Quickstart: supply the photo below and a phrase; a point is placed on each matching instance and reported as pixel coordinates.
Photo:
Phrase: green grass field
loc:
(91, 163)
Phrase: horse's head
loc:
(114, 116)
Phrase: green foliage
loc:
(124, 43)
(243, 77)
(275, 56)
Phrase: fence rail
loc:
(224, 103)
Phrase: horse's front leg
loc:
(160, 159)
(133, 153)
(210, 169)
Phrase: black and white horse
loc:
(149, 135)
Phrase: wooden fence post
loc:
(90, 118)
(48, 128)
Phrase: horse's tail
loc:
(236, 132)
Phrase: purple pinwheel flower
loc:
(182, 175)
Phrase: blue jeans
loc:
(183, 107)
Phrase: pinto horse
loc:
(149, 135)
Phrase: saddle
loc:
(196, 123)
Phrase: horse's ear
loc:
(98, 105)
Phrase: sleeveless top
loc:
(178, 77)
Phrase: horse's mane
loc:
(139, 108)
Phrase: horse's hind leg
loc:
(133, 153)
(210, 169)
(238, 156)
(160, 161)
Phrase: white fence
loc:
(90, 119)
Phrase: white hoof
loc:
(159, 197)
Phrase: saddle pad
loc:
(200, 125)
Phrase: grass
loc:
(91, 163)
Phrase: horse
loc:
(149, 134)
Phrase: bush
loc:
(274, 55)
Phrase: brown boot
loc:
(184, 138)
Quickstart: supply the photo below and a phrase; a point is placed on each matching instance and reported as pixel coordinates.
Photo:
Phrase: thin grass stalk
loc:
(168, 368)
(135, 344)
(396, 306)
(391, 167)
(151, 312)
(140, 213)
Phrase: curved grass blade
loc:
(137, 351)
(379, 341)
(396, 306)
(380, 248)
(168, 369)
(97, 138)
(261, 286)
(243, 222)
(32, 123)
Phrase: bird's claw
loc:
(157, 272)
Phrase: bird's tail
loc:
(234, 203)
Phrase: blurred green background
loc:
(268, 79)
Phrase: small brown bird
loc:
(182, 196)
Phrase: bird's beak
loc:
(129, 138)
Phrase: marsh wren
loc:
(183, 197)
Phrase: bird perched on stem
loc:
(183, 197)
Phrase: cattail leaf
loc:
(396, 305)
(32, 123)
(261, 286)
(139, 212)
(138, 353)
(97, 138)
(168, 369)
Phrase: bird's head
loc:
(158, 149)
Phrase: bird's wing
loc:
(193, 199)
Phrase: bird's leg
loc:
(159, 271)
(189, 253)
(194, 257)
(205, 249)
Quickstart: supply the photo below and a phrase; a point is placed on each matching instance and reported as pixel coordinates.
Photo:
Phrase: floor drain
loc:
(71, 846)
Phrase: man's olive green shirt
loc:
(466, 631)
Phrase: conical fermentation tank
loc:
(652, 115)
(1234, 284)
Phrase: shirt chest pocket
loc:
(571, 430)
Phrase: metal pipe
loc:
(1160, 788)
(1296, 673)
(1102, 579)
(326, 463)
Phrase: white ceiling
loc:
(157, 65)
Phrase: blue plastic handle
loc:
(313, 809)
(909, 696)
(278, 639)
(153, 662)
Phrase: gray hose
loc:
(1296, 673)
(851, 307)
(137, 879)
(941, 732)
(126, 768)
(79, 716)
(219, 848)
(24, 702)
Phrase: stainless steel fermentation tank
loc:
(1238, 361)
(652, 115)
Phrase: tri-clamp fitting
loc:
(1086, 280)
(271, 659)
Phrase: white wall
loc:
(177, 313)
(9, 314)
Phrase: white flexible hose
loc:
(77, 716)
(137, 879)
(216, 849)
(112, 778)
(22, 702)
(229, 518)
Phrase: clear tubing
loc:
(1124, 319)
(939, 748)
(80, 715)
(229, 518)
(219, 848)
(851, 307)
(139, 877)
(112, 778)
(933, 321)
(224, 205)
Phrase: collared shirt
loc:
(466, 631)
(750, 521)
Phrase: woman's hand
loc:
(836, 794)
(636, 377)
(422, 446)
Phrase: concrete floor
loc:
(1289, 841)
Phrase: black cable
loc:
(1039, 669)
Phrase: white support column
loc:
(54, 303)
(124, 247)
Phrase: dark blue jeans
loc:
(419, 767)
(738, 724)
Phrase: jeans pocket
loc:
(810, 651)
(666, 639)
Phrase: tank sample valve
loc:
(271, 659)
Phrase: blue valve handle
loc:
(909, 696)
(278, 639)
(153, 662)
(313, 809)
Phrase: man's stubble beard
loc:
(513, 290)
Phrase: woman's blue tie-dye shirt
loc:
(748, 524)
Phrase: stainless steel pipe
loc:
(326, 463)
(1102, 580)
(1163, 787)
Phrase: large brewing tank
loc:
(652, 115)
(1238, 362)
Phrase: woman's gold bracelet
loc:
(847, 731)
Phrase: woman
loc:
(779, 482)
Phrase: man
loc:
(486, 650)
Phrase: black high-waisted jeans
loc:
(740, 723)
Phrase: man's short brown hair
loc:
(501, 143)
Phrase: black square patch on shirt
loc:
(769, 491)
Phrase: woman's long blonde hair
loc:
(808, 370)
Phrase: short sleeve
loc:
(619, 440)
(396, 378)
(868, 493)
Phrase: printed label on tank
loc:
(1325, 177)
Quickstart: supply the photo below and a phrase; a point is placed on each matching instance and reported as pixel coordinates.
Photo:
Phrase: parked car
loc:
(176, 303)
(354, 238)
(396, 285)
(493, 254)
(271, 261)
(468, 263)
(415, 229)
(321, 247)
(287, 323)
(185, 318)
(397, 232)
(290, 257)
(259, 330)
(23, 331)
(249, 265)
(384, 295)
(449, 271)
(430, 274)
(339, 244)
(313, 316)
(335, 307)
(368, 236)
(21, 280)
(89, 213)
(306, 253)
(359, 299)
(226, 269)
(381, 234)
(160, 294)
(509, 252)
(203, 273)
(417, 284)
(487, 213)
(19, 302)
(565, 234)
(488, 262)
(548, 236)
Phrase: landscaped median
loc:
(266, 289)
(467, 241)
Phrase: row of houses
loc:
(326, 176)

--- Required task ---
Give back the whole listing, word for word.

--- Output of the task ---
Quickstart: supply the photo below and a phrase; a point is placed on each matching instance and reported as pixel coordinates.
Photo:
Phrase: green grass field
loc:
(91, 163)
Phrase: horse's head
loc:
(114, 116)
Phrase: green foliage
loc:
(124, 43)
(243, 77)
(275, 56)
Phrase: fence rail
loc:
(224, 103)
Phrase: horse's front leg
loc:
(160, 159)
(133, 153)
(210, 169)
Phrase: black and white horse
loc:
(149, 135)
Phrase: wooden fence post
loc:
(90, 118)
(48, 128)
Phrase: horse's tail
loc:
(236, 132)
Phrase: purple pinwheel flower
loc:
(182, 175)
Phrase: blue jeans
loc:
(183, 107)
Phrase: pinto horse
loc:
(149, 135)
Phrase: saddle
loc:
(196, 123)
Phrase: horse's ear
loc:
(98, 105)
Phrase: sleeveless top
loc:
(178, 77)
Phrase: horse's mane
loc:
(139, 108)
Phrase: horse's hind leg
loc:
(133, 153)
(210, 169)
(238, 156)
(160, 161)
Phrase: white fence
loc:
(90, 119)
Phrase: white hoof
loc:
(159, 197)
Phrase: saddle pad
loc:
(200, 125)
Phrase: grass
loc:
(91, 163)
Phrase: horse
loc:
(149, 134)
Phrase: bush
loc:
(274, 55)
Phrase: brown boot
loc:
(184, 138)
Quickstart: supply the photo below and a phrase; a point is placed on each matching instance and reported as pixel coordinates.
Photo:
Phrase: thin grass stalk
loc:
(168, 368)
(135, 344)
(396, 306)
(391, 167)
(151, 312)
(140, 213)
Phrase: curved grass blade
loc:
(137, 351)
(379, 341)
(396, 306)
(380, 248)
(168, 369)
(97, 138)
(261, 286)
(243, 222)
(32, 123)
Phrase: bird's claw
loc:
(157, 272)
Phrase: bird's tail
loc:
(234, 203)
Phrase: blurred green background
loc:
(268, 79)
Phrase: small brown bird
loc:
(182, 196)
Phrase: bird's beak
loc:
(129, 138)
Phrase: marsh wren
loc:
(183, 197)
Phrase: bird perched on stem
loc:
(183, 197)
Phrase: cattail leaf
loc:
(396, 305)
(32, 123)
(261, 286)
(139, 212)
(138, 353)
(97, 138)
(168, 369)
Phrase: bird's head
loc:
(158, 149)
Phrase: bird's wing
loc:
(193, 199)
Phrase: bird's leg
loc:
(159, 271)
(189, 253)
(194, 257)
(205, 249)
Quickstart: supply the photo below and a phrase; a point is placed on each matching instance and reported as pixel coordinates.
Photo:
Phrase: floor drain
loc:
(71, 846)
Phrase: man's olive green shirt
loc:
(466, 631)
Phrase: conical fermentation tank
loc:
(652, 115)
(1234, 284)
Phrase: shirt chest pocket
loc:
(571, 430)
Phrase: metal pipe
loc:
(1160, 788)
(1296, 673)
(1102, 579)
(326, 463)
Phrase: white ceiling
loc:
(157, 65)
Phrase: blue plastic handle
loc:
(313, 809)
(909, 696)
(278, 639)
(153, 662)
Phrase: gray hose
loc:
(1296, 673)
(851, 307)
(137, 879)
(941, 732)
(126, 768)
(79, 716)
(219, 848)
(24, 702)
Phrase: stainless steel fermentation tank
loc:
(1238, 361)
(652, 115)
Phrase: tri-clamp fitting
loc:
(1086, 280)
(271, 659)
Phrase: white wall
loc:
(177, 313)
(9, 314)
Phrase: white flexible hose
loc:
(77, 716)
(137, 879)
(216, 849)
(112, 778)
(22, 702)
(229, 518)
Phrase: clear tubing
loc:
(1124, 319)
(939, 748)
(80, 715)
(229, 518)
(219, 848)
(851, 307)
(139, 877)
(112, 778)
(933, 321)
(224, 205)
Phrase: collared shirt
loc:
(466, 631)
(750, 521)
Phrase: woman's hand
loc:
(836, 794)
(636, 377)
(422, 446)
Phrase: concrete floor
loc:
(1289, 841)
Phrase: black cable
loc:
(1039, 669)
Phrase: white support column
loc:
(54, 303)
(124, 247)
Phrase: dark blue jeans
loc:
(419, 767)
(738, 724)
Phrase: jeans pocket
loc:
(810, 651)
(666, 639)
Phrase: tank sample valve
loc:
(271, 659)
Phrase: blue valve handle
loc:
(909, 696)
(278, 639)
(153, 662)
(313, 809)
Phrase: man's stubble beard
loc:
(513, 290)
Phrase: woman's blue tie-dye shirt
loc:
(748, 524)
Phrase: stainless steel pipe
loc:
(326, 463)
(1102, 580)
(1163, 787)
Phrase: large brewing tank
loc:
(652, 115)
(1238, 362)
Phrase: woman's gold bracelet
loc:
(847, 731)
Phrase: woman
loc:
(779, 482)
Phrase: man
loc:
(486, 650)
Phrase: black high-waisted jeans
loc:
(740, 723)
Phrase: man's short brown hair
loc:
(501, 143)
Phrase: black square patch on shirt
loc:
(769, 491)
Phrase: woman's long blonde hair
loc:
(808, 370)
Phrase: short sleeve
loc:
(619, 440)
(396, 378)
(868, 493)
Phrase: printed label on tank
loc:
(1325, 177)
Quickstart: supply the photo below and a phrase; a point is placed on each matching instance and reported as pixel coordinates.
Photo:
Phrase: parked car
loc:
(176, 303)
(354, 238)
(396, 285)
(493, 254)
(271, 261)
(468, 263)
(415, 229)
(321, 247)
(287, 323)
(185, 318)
(397, 232)
(290, 257)
(259, 330)
(23, 331)
(249, 265)
(384, 295)
(449, 271)
(430, 274)
(339, 244)
(313, 316)
(335, 307)
(368, 236)
(21, 280)
(89, 213)
(306, 253)
(359, 299)
(226, 269)
(381, 234)
(160, 294)
(509, 252)
(203, 273)
(417, 284)
(487, 213)
(19, 302)
(565, 234)
(488, 262)
(548, 236)
Phrase: landscaped median
loc:
(266, 289)
(467, 241)
Phrase: row of houses
loc:
(326, 176)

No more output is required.